Dalam komentarnya, B.J. Boland
mengatakan Injil Lukas pasal 15, khususnya ayat 11-32 adalah Injil di dalam
Injil. Judul “Anak Yang Hilang”, menurutnya dirasa kurang tepat, sebab peran
utama dalam kisah ini bukanlah si bungsu yang meminta bagian warisannya kemudian
berfoya-foya di negeri orang bersama para pelacur, melainkan bapa yang penuh
kasih.
Kisah perumpamaan ini mengambil
kisah yang bisa saja terjadi dalam hidup sehari-hari. Dari dahulu banyak orang
Yahudi meninggalkan negerinya karena faktor ekonomi, untuk mencari nafkah di
luar negeri. Menurut adat sedapat mungkin harta yang tidak bergerak (tanah dan
rumah) tidak dapat dibagi (bnd. Imamat 25:23-28). Jadi dalam kisah perumpamaan
itu, si bungsu meminta dari bapanya
sepertiga dari “harta yang bergerak” (anak sulung mendapat dua pertiga: Ulangan
21:17). Di waktu berbagi harta itu, pada saat si bapa masih hidup, maka anak
sulung mendapat harta tidak bergerak, sehingga si bapa tidak boleh menjualnya
lagi, namun demikian hak pemakaiannya masih berada di tangan si bapa sampai ia
meninggal.
Permintaan si bungsu bisa
dibilang kasar dan keterlaluan, walapun belum termasuk tindakan berdosa. Perumpaman
itu tidak menyebutkan bahwa si bungsu membenci ayah dan kakaknya, namun yang
terjadi kemudian, hasil dari pembagian harta itu ia gunakan untuk berfoya-foya,
hidup dalam hedonisme yang merusak, merugikan dan membinasakan dirinya. Dalam taraf
ini si bungsu berdosa.
Kemudian timbullah kelaparan
di negeri itu, sehingga si bungsu juga mengalami kebangkrutan. Ia terpaksa
bekerja pada seseorang yang memelihara banyak babi. Itu benar-benar aib;
seorang muda Yahudi dari lingkungan orang terpandang, harus menjadi hamba
seorang kafir dan menjadi penjaga binatang-binatang yang menurut adat dan hukum
agama Yahudi merupakan binatang haram (Imamat 11:7). Namun, untungnya
kesengsaraan yang dialaminya tidak menyebabkan dia putus asa dan bunuh diri. Ia
teringat akan kondisi bapanya. Bapa yang kaya, penuh kasih dan kebaikan. Lalu ia
menyadari keadaannya, ia sadar dan bertobat!

════════════════════

Terapkan Isi Bacaan:
A: Menurut B.J. Boland dalam kutipan ini, siapa yang memegang peran utama dalam kisah tersebut?
B: Tuliskan kembali bagian kutipan mulai dari kata-kata yang memuat "Kemudian timbullah kelaparan" dan berhenti setelah "sadar dan bertobat!".

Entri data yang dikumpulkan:

════════════════════

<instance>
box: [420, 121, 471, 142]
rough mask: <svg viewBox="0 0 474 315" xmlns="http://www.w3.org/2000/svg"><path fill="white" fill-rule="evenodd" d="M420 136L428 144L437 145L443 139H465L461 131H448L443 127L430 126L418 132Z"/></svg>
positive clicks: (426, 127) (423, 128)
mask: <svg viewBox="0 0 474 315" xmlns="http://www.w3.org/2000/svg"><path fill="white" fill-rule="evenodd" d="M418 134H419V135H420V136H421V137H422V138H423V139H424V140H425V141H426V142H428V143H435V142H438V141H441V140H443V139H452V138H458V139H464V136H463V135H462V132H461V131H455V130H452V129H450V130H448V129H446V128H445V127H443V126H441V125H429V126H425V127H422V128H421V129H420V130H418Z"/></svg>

════════════════════

Jawaban Setiap Soal:
A: Bapa yang penuh kasih.

B:
Kemudian timbullah kelaparan
di negeri itu, sehingga si bungsu juga mengalami kebangkrutan. Ia terpaksa
bekerja pada seseorang yang memelihara banyak babi. Itu benar-benar aib;
seorang muda Yahudi dari lingkungan orang terpandang, harus menjadi hamba
seorang kafir dan menjadi penjaga binatang-binatang yang menurut adat dan hukum
agama Yahudi merupakan binatang haram (Imamat 11:7). Namun, untungnya
kesengsaraan yang dialaminya tidak menyebabkan dia putus asa dan bunuh diri. Ia
teringat akan kondisi bapanya. Bapa yang kaya, penuh kasih dan kebaikan. Lalu ia
menyadari keadaannya, ia sadar dan bertobat!